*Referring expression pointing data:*
Segment Open

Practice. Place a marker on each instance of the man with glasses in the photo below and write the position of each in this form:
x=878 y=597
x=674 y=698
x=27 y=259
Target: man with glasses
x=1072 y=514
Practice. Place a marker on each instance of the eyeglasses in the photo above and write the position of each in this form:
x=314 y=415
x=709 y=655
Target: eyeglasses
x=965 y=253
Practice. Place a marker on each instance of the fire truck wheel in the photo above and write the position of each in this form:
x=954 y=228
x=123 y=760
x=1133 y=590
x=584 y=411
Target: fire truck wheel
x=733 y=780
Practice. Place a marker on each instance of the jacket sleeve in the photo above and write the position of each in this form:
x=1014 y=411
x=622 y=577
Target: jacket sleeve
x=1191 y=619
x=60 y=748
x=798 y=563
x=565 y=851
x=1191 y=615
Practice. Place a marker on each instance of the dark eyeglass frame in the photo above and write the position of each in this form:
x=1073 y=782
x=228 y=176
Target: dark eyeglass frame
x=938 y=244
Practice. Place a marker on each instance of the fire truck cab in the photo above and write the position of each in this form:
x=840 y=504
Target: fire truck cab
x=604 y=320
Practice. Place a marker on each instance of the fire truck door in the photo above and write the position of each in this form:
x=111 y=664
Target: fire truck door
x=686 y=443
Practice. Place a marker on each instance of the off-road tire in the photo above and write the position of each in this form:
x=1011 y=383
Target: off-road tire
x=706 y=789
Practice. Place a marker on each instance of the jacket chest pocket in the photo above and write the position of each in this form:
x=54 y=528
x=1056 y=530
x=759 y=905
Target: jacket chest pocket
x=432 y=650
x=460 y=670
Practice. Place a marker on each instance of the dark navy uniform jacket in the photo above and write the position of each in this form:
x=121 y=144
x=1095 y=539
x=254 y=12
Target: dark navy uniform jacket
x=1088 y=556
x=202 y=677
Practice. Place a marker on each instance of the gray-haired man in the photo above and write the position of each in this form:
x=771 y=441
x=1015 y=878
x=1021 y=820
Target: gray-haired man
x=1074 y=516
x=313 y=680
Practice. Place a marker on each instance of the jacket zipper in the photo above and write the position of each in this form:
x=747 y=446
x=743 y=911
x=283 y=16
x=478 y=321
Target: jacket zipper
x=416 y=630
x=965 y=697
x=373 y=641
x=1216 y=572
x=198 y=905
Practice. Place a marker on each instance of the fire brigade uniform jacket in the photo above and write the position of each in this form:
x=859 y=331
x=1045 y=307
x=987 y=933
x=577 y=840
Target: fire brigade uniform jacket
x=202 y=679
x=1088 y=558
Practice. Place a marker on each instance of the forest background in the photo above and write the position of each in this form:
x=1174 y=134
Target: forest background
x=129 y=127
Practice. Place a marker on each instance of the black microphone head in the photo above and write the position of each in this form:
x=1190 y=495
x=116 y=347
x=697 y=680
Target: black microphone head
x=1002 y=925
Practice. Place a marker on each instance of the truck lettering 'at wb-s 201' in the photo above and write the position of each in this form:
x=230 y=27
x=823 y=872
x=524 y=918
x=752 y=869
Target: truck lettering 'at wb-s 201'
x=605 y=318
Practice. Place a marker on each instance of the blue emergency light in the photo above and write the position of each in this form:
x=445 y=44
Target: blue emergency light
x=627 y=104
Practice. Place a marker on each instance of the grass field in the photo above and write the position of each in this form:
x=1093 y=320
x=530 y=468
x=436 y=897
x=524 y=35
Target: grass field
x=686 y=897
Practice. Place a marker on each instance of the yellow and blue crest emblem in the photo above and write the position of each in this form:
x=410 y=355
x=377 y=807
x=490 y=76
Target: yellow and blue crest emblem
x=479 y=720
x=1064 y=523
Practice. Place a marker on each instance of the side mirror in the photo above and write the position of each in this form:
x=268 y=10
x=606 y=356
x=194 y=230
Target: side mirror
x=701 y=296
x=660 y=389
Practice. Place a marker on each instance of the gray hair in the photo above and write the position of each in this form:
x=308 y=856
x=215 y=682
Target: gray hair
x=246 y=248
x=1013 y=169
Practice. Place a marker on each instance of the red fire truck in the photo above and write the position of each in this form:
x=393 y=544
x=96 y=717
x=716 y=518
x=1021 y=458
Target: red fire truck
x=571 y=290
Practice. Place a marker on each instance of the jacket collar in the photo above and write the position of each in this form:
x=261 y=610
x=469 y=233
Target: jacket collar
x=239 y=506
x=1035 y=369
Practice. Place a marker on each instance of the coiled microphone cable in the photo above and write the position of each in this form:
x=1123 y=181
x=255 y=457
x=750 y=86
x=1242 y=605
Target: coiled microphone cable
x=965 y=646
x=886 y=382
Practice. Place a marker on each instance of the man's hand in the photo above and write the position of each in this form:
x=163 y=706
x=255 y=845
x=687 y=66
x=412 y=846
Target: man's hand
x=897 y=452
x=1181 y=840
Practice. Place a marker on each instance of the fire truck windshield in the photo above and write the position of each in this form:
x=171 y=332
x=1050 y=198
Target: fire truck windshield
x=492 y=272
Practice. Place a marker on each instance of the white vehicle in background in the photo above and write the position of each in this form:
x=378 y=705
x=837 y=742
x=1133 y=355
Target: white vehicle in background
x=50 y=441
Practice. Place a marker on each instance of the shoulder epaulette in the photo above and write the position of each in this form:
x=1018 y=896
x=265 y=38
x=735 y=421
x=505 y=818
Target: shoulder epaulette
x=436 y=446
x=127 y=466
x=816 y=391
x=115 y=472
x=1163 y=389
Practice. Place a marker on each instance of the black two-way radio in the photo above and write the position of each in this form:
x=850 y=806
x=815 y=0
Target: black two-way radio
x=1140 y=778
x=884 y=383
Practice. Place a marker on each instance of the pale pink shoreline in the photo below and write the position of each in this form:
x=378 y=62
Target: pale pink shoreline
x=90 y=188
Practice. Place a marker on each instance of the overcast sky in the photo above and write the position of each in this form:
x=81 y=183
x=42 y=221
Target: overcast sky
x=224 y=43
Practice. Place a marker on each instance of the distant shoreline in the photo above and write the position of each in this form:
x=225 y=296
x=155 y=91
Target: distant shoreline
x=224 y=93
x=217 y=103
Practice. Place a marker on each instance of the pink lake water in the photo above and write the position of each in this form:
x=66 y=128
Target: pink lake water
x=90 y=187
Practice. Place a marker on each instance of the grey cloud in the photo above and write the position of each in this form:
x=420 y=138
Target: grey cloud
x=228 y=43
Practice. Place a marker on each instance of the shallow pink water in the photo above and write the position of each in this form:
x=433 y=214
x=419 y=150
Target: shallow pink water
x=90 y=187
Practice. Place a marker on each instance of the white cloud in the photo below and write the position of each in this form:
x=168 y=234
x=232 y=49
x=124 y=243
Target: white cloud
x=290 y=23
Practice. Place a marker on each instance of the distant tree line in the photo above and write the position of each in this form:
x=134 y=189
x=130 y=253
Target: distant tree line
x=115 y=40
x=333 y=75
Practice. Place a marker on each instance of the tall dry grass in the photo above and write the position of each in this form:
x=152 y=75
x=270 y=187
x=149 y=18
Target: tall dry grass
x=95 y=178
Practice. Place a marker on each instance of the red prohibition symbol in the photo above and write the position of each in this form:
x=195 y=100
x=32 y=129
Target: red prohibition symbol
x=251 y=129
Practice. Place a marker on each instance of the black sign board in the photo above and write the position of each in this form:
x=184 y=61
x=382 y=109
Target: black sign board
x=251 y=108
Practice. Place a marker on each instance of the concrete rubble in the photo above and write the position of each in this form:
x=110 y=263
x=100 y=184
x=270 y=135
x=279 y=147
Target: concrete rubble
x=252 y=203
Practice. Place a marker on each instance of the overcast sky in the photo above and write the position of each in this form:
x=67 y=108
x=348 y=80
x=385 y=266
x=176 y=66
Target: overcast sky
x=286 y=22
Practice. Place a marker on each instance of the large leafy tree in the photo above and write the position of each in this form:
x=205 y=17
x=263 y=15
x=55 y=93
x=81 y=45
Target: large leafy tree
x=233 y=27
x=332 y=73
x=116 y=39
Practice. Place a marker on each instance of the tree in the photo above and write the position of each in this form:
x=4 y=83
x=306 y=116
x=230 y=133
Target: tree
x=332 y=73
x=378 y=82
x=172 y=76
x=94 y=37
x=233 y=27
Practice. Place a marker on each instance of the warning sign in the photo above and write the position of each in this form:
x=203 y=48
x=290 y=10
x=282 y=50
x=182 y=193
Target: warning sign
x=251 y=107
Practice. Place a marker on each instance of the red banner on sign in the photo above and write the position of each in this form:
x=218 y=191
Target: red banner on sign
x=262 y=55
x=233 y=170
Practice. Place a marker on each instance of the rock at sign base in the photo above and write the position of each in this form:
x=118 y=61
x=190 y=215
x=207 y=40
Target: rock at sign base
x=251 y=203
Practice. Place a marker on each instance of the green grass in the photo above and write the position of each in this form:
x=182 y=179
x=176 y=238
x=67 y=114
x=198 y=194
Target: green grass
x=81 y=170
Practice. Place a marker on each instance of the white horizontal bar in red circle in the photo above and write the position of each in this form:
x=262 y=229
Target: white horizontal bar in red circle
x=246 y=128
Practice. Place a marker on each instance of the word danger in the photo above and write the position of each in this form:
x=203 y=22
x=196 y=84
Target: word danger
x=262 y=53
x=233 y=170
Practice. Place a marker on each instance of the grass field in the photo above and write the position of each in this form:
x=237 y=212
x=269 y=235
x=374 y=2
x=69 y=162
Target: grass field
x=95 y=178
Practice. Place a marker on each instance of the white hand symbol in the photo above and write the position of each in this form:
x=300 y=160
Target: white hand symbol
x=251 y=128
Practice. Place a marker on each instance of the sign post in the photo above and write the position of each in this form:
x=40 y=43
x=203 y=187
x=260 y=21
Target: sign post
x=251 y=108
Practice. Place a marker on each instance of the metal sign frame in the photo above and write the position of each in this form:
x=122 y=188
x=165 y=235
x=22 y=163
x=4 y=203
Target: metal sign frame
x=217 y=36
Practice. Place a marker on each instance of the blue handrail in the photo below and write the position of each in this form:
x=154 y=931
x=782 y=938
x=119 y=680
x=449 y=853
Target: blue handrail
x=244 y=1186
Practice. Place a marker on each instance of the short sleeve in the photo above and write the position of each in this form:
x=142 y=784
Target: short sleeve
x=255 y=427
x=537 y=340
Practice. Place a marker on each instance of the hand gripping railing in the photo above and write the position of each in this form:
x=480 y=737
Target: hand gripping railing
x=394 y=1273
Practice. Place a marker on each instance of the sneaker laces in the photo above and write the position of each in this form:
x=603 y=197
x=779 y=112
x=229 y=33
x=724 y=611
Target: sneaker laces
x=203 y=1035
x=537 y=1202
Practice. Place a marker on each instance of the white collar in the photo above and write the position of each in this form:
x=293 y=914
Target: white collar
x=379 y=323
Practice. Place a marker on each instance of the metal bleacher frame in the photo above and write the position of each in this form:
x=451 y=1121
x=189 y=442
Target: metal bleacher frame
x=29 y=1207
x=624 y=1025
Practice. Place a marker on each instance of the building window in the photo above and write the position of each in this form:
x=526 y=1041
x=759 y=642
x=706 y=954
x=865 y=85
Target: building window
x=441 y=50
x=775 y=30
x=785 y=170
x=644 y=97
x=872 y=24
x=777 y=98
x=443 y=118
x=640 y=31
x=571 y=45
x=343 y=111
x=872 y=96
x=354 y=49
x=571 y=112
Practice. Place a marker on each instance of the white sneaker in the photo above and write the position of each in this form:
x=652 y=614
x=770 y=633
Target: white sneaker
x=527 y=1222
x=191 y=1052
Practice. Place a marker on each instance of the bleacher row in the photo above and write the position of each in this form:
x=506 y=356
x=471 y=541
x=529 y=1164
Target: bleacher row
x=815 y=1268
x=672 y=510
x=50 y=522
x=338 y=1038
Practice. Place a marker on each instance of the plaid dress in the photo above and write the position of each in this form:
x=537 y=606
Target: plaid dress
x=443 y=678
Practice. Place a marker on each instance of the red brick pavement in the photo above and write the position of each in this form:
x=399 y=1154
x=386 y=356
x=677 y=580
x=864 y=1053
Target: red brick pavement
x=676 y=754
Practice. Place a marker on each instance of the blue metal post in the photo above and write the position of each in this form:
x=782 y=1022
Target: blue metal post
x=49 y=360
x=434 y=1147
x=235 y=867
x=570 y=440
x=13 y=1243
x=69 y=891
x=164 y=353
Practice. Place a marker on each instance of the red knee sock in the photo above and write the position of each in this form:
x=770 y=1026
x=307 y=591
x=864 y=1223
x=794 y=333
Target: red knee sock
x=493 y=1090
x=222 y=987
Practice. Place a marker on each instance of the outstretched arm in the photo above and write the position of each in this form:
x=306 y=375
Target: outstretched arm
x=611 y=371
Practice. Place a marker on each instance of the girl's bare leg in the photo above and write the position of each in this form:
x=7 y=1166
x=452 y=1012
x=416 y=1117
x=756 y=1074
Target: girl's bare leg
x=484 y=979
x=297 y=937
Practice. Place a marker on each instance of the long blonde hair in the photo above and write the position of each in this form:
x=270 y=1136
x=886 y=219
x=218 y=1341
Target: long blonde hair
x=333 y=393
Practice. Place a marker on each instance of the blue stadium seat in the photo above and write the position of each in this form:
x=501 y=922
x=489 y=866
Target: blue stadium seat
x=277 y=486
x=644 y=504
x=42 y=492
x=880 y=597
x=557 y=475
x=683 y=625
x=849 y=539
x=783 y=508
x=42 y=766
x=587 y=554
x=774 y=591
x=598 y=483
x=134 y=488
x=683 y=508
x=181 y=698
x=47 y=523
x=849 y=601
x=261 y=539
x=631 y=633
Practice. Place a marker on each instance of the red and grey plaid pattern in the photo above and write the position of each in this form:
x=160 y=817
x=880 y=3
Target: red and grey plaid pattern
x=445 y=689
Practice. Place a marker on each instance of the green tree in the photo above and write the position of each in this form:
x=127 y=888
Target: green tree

Segment Closed

*Exercise aim:*
With "below" as the string to find, copy every line of the records that holds it.

*Answer to this problem:*
Practice. Place a marker on each instance of the man with glasses in the photo below and write the position of each in this form:
Practice. Place a marker on each instance of the pale pink shoreline in the photo below and write the position of each in this form:
Practice. Place a marker on each instance of the white cloud in the photo below and write the position of each in this form:
Practice. Place a marker on each instance of the blue handrail in the photo below and write the position of each in this form:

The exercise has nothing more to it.